Your objective
Reproduce the entries in full, with no changes.

Supplied material
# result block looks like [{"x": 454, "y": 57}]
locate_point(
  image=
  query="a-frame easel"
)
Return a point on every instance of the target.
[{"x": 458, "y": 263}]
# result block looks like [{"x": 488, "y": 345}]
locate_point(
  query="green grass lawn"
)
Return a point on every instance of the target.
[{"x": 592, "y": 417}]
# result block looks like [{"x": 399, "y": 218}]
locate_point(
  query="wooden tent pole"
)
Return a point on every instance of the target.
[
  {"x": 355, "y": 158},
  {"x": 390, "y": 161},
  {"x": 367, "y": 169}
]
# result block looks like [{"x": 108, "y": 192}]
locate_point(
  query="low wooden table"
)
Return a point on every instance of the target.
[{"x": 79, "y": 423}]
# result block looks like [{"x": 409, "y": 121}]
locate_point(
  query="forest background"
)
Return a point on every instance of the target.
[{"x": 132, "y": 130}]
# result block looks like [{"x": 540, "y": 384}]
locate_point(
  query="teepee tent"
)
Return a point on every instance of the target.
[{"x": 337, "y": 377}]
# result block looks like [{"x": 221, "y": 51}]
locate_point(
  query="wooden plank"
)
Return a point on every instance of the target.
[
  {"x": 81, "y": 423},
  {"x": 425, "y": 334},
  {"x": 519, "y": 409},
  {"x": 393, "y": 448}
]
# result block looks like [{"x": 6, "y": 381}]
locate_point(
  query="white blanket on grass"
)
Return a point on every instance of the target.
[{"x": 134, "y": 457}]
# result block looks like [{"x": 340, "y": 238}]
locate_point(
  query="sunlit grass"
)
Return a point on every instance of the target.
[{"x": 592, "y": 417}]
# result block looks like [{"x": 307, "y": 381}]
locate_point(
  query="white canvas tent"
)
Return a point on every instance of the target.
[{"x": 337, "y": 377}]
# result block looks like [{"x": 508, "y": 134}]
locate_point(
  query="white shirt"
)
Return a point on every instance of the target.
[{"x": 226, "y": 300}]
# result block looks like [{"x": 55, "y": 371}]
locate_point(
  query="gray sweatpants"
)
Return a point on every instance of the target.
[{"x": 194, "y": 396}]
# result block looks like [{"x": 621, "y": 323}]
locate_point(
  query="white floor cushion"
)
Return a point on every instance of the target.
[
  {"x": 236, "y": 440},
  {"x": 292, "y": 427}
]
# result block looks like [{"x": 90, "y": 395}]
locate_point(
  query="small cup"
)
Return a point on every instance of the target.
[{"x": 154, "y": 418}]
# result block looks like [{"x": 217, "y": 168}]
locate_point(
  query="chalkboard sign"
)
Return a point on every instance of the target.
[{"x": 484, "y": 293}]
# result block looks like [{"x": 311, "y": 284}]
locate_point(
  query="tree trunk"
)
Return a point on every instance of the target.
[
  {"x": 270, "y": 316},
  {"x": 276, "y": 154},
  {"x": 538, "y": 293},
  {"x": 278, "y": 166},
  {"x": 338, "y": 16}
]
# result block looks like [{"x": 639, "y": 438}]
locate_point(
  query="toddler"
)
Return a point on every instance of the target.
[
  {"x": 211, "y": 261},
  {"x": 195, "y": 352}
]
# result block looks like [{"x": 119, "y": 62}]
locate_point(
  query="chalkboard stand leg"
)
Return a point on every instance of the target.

Finished answer
# result block looks like [{"x": 454, "y": 57}]
locate_point(
  image=
  query="a-frame easel"
)
Return a point on every instance of the target.
[{"x": 458, "y": 263}]
# result block looks like [{"x": 488, "y": 345}]
locate_point(
  query="green grass lawn"
)
Return a point on every instance of the target.
[{"x": 592, "y": 417}]
# result block looks like [{"x": 399, "y": 218}]
locate_point(
  query="wooden tent pole"
)
Return a point on every instance of the target.
[
  {"x": 355, "y": 158},
  {"x": 390, "y": 161},
  {"x": 367, "y": 169}
]
# result block looks like [{"x": 108, "y": 192}]
locate_point(
  query="low wooden table"
)
Return a point on every instance of the target.
[{"x": 79, "y": 423}]
# result block looks like [{"x": 409, "y": 121}]
locate_point(
  query="forest background"
)
Return a point on every instance of the target.
[{"x": 132, "y": 130}]
# result block looks like [{"x": 540, "y": 384}]
locate_point(
  query="teepee tent"
)
Return a point on every instance of the target.
[{"x": 337, "y": 377}]
# result block looks like [{"x": 221, "y": 51}]
locate_point(
  query="wooden plank"
)
Return a point on every instance of the target.
[
  {"x": 81, "y": 423},
  {"x": 425, "y": 334},
  {"x": 519, "y": 409},
  {"x": 393, "y": 448}
]
# result block looks like [{"x": 6, "y": 381}]
locate_point(
  query="white blanket on grass"
)
Return a point on every instance of the target.
[{"x": 134, "y": 457}]
# result block looks like [{"x": 340, "y": 238}]
locate_point(
  query="sunlit grass"
)
Return a point on every instance of the target.
[{"x": 592, "y": 417}]
# result block looks like [{"x": 307, "y": 381}]
locate_point(
  query="white canvas tent"
)
Return a point on every instance of the target.
[{"x": 337, "y": 377}]
# result block looks like [{"x": 508, "y": 134}]
locate_point(
  query="white shirt"
)
Return a point on every instance of the target.
[{"x": 226, "y": 300}]
# result block looks like [{"x": 55, "y": 371}]
locate_point(
  query="gray sweatpants"
)
Return a point on every instance of the target.
[{"x": 194, "y": 396}]
# result block looks like [{"x": 621, "y": 323}]
locate_point(
  query="white floor cushion"
)
Return a point on every instance of the target.
[
  {"x": 236, "y": 440},
  {"x": 292, "y": 427}
]
# result block looks like [{"x": 90, "y": 395}]
locate_point(
  query="small cup"
)
Return a point on every instance of the target.
[{"x": 154, "y": 418}]
# result block looks like [{"x": 217, "y": 168}]
locate_point(
  query="chalkboard sign"
)
Return a point on every instance of the target.
[{"x": 484, "y": 293}]
# result block looks like [{"x": 311, "y": 284}]
locate_point(
  query="tree trunk"
)
Return a point on every instance of the target.
[
  {"x": 270, "y": 316},
  {"x": 276, "y": 154},
  {"x": 538, "y": 293},
  {"x": 278, "y": 166},
  {"x": 338, "y": 16}
]
# result block looks like [{"x": 639, "y": 438}]
locate_point(
  query="toddler"
)
Return a point on every instance of the target.
[
  {"x": 211, "y": 261},
  {"x": 195, "y": 352}
]
# result block looks like [{"x": 119, "y": 62}]
locate_point(
  query="chalkboard stand leg"
)
Return a point on every instance of the target.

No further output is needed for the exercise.